### TEXT SEGMENT

STATE OF MICHIGAN COURT OF APPEALS
Jun 17, 2014
No. 314285 (Mich. Ct. App. Jun. 17, 2014)

Opinion

No. 314285

06-17-2014

PEOPLE OF THE STATE OF MICHIGAN, Plaintiff-Appellee, v. ERICA CEDERBERG KAZNOWSKI, Defendant-Appellant.


UNPUBLISHED


Bay Circuit Court

LC No. 11-010979-FH

Before: STEPHENS, P.J., and HOEKSTRA and METER, JJ. PER CURIAM.

Defendant appeals as of right from her jury convictions by a jury of conducting a criminal enterprise, MCL 750.159i, and six counts of converting funeral-home-contract funds, MCL 328.232(1). The trial court sentenced defendant to concurrent prison terms of 85 to 240 months for conducting a criminal enterprise and 40 to 60 months for converting funeral-home-contract funds. We affirm.

Defendant operated a funeral home. An investigation revealed that defendant placed funds totaling $398,689 paid by clients for prepaid funerals or funeral-insurance contracts into the funeral home's general bank account instead of placing the funds into escrow or transferring them to insurance companies as required by law. Defendant admitted placing the funds into the funeral home's general bank account, but maintained that she did so to pay for operating expenses for the funeral home.

On appeal, defendant first argues that the prosecution presented insufficient evidence at trial to support her conviction of conducting a criminal enterprise. We disagree.

Defendant does not challenge the sufficiency of the evidence supporting her convictions of converting funeral-home-contract funds.

In reviewing a question of the sufficiency of the evidence, we view the evidence in the light most favorable to the prosecution to determine whether a rational trier of fact could have concluded that the elements of the offense were proven beyond a reasonable doubt. People v Bulls, 262 Mich App 618, 623; 687 NW2d 159 (2004). We do not interfere with the jury's role of determining the weight of the evidence or the credibility of witnesses. Id. at 623-624; People v Milstead, 250 Mich App 391, 404; 648 NW2d 648 (2002). A trier of fact may make reasonable inferences from direct or circumstantial evidence in the record. People v Vaughn, 186 Mich App 376, 379-380; 465 NW2d 365 (1990).

MCL 750.159i provides:

(1) A person employed by, or associated with, an enterprise shall not knowingly conduct or participate in the affairs of the enterprise directly or indirectly through a pattern of racketeering activity.

######
### MATERIAL SUPPLIED

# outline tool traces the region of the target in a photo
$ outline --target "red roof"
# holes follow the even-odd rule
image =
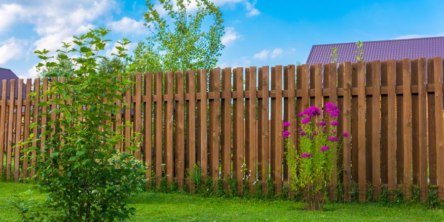
[[[368,61],[444,57],[444,37],[365,41],[363,43],[363,57]],[[355,42],[350,42],[313,45],[307,64],[331,62],[330,54],[335,47],[337,48],[338,63],[357,61],[355,51],[357,47]]]

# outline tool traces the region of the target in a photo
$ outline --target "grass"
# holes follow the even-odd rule
[[[0,183],[0,219],[20,219],[9,200],[16,195],[43,200],[31,184]],[[145,193],[131,206],[136,215],[130,221],[444,221],[442,208],[427,210],[413,204],[366,203],[328,204],[324,212],[308,212],[292,200],[202,197],[180,193]]]

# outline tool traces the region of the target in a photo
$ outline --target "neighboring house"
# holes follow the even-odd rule
[[[444,57],[444,37],[363,42],[366,61],[401,60],[404,58]],[[337,48],[337,62],[356,62],[357,47],[355,42],[314,45],[307,59],[307,64],[332,62],[332,49]]]
[[[7,89],[6,90],[6,98],[9,99],[9,81],[11,79],[15,79],[15,91],[14,92],[14,97],[17,98],[17,89],[18,87],[18,79],[19,77],[17,77],[11,70],[8,69],[4,69],[0,67],[0,97],[1,96],[1,90],[2,87],[3,86],[2,85],[2,82],[3,79],[7,79],[8,83],[6,84],[6,87],[7,87]],[[23,83],[23,98],[25,98],[26,96],[26,85]],[[2,98],[2,100],[3,98]]]

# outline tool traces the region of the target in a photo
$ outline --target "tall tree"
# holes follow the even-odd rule
[[[218,7],[208,0],[160,0],[158,5],[148,0],[146,3],[148,9],[144,15],[150,36],[135,50],[132,70],[188,70],[216,66],[225,47],[221,41],[224,31]]]

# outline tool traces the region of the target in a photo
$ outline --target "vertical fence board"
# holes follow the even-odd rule
[[[284,99],[284,119],[290,124],[288,130],[290,132],[290,136],[294,143],[296,141],[296,122],[295,121],[295,65],[286,66],[284,70],[284,89],[288,92],[288,97]],[[291,146],[289,144],[288,146]],[[284,153],[285,153],[288,147],[284,148]],[[289,181],[290,172],[287,162],[287,158],[284,156],[284,180]]]
[[[387,86],[387,61],[381,62],[381,86]],[[387,164],[388,162],[388,96],[381,95],[381,182],[388,183]]]
[[[329,75],[329,91],[330,92],[330,94],[329,95],[329,100],[330,103],[333,104],[337,105],[337,92],[336,92],[336,84],[337,84],[337,72],[336,70],[336,63],[330,63],[330,67],[329,69],[329,73],[328,74],[324,74],[325,75]],[[325,83],[324,83],[324,84]],[[336,128],[334,126],[330,126],[330,129],[332,130],[337,130],[338,129]],[[333,154],[334,156],[337,156],[337,153],[336,151],[336,144],[333,145]],[[334,161],[335,161],[334,160]],[[332,180],[331,181],[331,190],[330,191],[330,199],[332,200],[335,200],[336,199],[336,187],[337,185],[337,163],[335,163],[333,167],[333,172],[332,173]]]
[[[154,150],[153,164],[157,183],[162,178],[162,72],[156,72],[154,75]]]
[[[349,134],[349,136],[344,139],[344,144],[342,148],[344,168],[343,169],[343,178],[342,183],[344,186],[344,200],[348,200],[350,198],[350,181],[351,176],[351,150],[350,143],[351,142],[350,135],[351,135],[351,116],[350,105],[351,104],[351,63],[347,62],[344,64],[344,82],[342,85],[344,88],[344,103],[343,106],[342,127],[344,132]]]
[[[186,153],[188,170],[193,171],[196,164],[196,79],[194,70],[186,72]]]
[[[418,180],[421,199],[426,199],[427,190],[427,91],[426,83],[426,61],[425,58],[418,60],[418,128],[413,130],[418,132],[417,153],[419,157]]]
[[[173,72],[165,73],[165,173],[169,182],[173,181],[174,177],[174,158],[173,148],[173,108],[174,104],[174,85]]]
[[[22,128],[22,107],[23,105],[23,79],[18,80],[17,90],[17,108],[15,117],[15,141],[14,145],[18,144],[21,140]],[[54,112],[55,113],[55,112]],[[55,129],[54,129],[55,130]],[[18,181],[20,169],[20,146],[14,148],[14,182]]]
[[[9,80],[9,113],[8,115],[8,137],[6,138],[7,149],[6,150],[6,180],[9,181],[11,177],[11,161],[12,150],[12,128],[14,124],[14,90],[15,79]]]
[[[246,69],[245,89],[250,98],[245,99],[245,163],[250,183],[256,180],[256,67]]]
[[[359,201],[366,199],[366,95],[365,67],[358,63],[358,186]]]
[[[411,101],[410,59],[403,60],[403,133],[404,134],[404,198],[411,196]]]
[[[222,71],[222,92],[224,98],[222,101],[222,120],[221,140],[221,170],[225,180],[231,177],[231,68]]]
[[[270,162],[271,178],[276,184],[276,191],[280,193],[282,178],[282,66],[271,68],[271,90],[276,97],[271,99],[271,135]]]
[[[197,164],[202,169],[202,176],[206,178],[207,173],[208,154],[207,143],[207,70],[197,72],[197,92],[200,100],[197,102]]]
[[[261,181],[264,187],[268,177],[268,67],[259,68],[259,84],[258,90],[262,93],[262,98],[258,99],[258,110],[259,116],[258,127],[259,136],[259,150],[258,158],[259,160],[258,179]]]
[[[395,62],[395,78],[396,86],[403,85],[403,62]],[[404,180],[404,133],[403,122],[403,107],[402,94],[396,95],[396,184],[402,184]]]
[[[117,80],[121,81],[122,76],[119,75],[117,77]],[[120,92],[117,92],[117,94],[119,95],[121,95]],[[120,125],[122,124],[122,115],[123,114],[123,112],[122,111],[122,100],[120,99],[117,100],[116,101],[115,101],[115,105],[117,107],[119,108],[119,112],[115,114],[115,124],[114,124],[114,130],[118,132],[119,134],[121,135],[122,130],[119,128],[120,128]],[[115,148],[121,152],[123,151],[123,149],[122,147],[122,143],[120,141],[119,141],[117,143],[117,144],[116,145]]]
[[[410,73],[411,85],[418,85],[418,64],[417,59],[412,59],[411,62]],[[418,85],[419,89],[419,85]],[[419,106],[419,95],[418,93],[411,93],[411,152],[412,152],[412,184],[418,185],[418,175],[419,173],[419,132],[418,114]]]
[[[7,79],[1,81],[1,108],[0,110],[0,177],[3,177],[3,162],[4,155],[5,125],[6,123],[6,90],[7,90]]]
[[[142,133],[142,74],[137,73],[134,75],[134,97],[136,100],[134,101],[134,133],[139,135],[136,137],[135,141],[136,144],[141,143],[140,134]],[[135,154],[137,158],[140,159],[141,147],[139,147],[136,151]]]
[[[145,177],[147,179],[151,179],[151,173],[152,171],[151,162],[151,152],[152,151],[152,143],[151,133],[152,128],[152,115],[151,103],[152,99],[152,73],[147,73],[145,74],[145,112],[144,114],[144,162],[148,167],[145,173]]]
[[[237,68],[233,74],[233,172],[237,181],[237,191],[242,193],[244,164],[243,69]]]
[[[435,74],[433,59],[427,60],[427,83],[435,83]],[[428,145],[429,145],[429,181],[431,185],[437,185],[436,177],[436,131],[435,128],[435,93],[427,93],[427,116],[428,117]]]
[[[393,189],[396,185],[396,147],[398,142],[396,140],[396,107],[393,105],[396,104],[396,92],[395,90],[396,81],[396,64],[394,60],[389,59],[387,61],[387,85],[388,85],[388,104],[392,106],[388,106],[387,111],[387,128],[388,128],[388,148],[387,150],[387,178],[388,182],[387,186],[390,191],[389,197],[393,200],[394,195]]]
[[[379,98],[380,94],[380,63],[379,61],[375,61],[372,63],[373,77],[373,97],[372,103],[370,106],[372,107],[372,145],[371,158],[372,162],[368,163],[372,166],[372,183],[373,187],[373,198],[377,200],[379,196],[380,187],[381,186],[381,160],[380,160],[380,135],[379,129],[381,127],[381,115],[380,105],[381,101]],[[369,125],[370,125],[370,124]]]
[[[351,87],[358,87],[358,64],[352,63]],[[351,97],[351,175],[352,180],[358,183],[358,96]]]
[[[437,161],[437,185],[438,186],[438,197],[444,201],[444,126],[443,117],[443,58],[434,59],[435,80],[435,126],[436,133],[436,156],[440,158]]]
[[[184,71],[176,72],[176,90],[178,101],[176,103],[176,177],[179,188],[182,188],[185,178],[185,94]]]
[[[37,124],[38,122],[38,102],[40,99],[40,78],[37,78],[34,79],[34,93],[35,96],[34,97],[34,105],[33,107],[33,123]],[[33,143],[32,146],[34,147],[37,147],[37,130],[38,127],[36,126],[33,128]],[[37,153],[36,150],[32,151],[32,154],[35,156]],[[36,168],[35,167],[36,164],[36,157],[34,157],[31,159],[31,168],[30,176],[32,177],[36,174]]]
[[[209,91],[214,93],[210,101],[210,173],[215,180],[219,177],[219,118],[221,111],[221,69],[210,71]]]
[[[373,87],[373,61],[369,61],[365,63],[366,87]],[[366,95],[366,181],[373,185],[373,169],[372,164],[373,153],[373,95]]]

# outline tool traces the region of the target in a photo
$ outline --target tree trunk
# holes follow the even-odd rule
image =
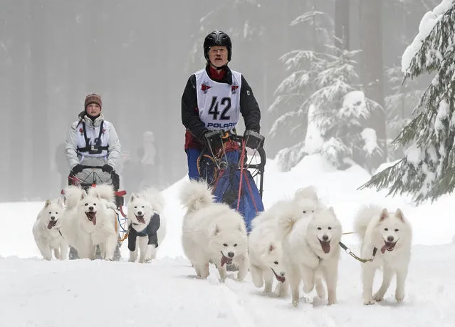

######

**GIVEN EXERCISE 1:**
Reproduce word for word the passage of the court opinion starting with "Defendant appeals as" and going on through "the funeral home.".
**GIVEN EXERCISE 2:**
Write the next part of the court opinion, beginning right after its last sentence.
The listing has no role in this exercise.

**WRITTEN RESPONSE 1:**
Defendant appeals as of right from her jury convictions by a jury of conducting a criminal enterprise, MCL 750.159i, and six counts of converting funeral-home-contract funds, MCL 328.232(1). The trial court sentenced defendant to concurrent prison terms of 85 to 240 months for conducting a criminal enterprise and 40 to 60 months for converting funeral-home-contract funds. We affirm.

Defendant operated a funeral home. An investigation revealed that defendant placed funds totaling $398,689 paid by clients for prepaid funerals or funeral-insurance contracts into the funeral home's general bank account instead of placing the funds into escrow or transferring them to insurance companies as required by law. Defendant admitted placing the funds into the funeral home's general bank account, but maintained that she did so to pay for operating expenses for the funeral home.

**WRITTEN RESPONSE 2:**
(2) A person shall not knowingly acquire or maintain an interest in or control of an enterprise or real or personal property used or intended for use in the operation of an enterprise, directly or indirectly, through a pattern of racketeering activity.
(3) A person who has knowingly received any proceeds derived directly or indirectly from a pattern of racketeering activity shall not directly or indirectly use or invest any part of those proceeds, or any proceeds derived from the use or investment of any of those proceeds, in the establishment or operation of an enterprise, or the acquisition of any title to, or a right, interest, or equity in, real or personal property used or intended for use in the operation of an enterprise.
(4) A person shall not conspire or attempt to violate subsection (1), (2), or (3).

MCL 750.159f(c) defines "pattern of racketeering activity" as follows:

"Pattern of racketeering activity" means not less than 2 incidents of racketeering to which all of the following characteristics apply:
(i) The incidents have the same or a substantially similar purpose, result, participant, victim, or method of commission, or are otherwise interrelated by distinguishing characteristics and are not isolated acts.
(ii) The incidents amount to or pose a threat of continued criminal activity.
(iii) At least 1 of the incidents occurred within this state on or after the effective date of the amendatory act that added this section, and the last of the incidents occurred within 10 years after the commission of any prior incident, excluding any period of imprisonment served by a person engaging in the racketeering activity.
MCL 750.159g defines "racketeering," in pertinent part, as follows:
As used in this chapter, "racketeering" means committing, attempting to commit, conspiring to commit, or aiding or abetting, soliciting, coercing, or
intimidating a person to commit an offense for financial gain, involving any of the following:




* * *
(r) A felony violation of section 174, 175, 176, 180, 181, or 182, concerning embezzlement.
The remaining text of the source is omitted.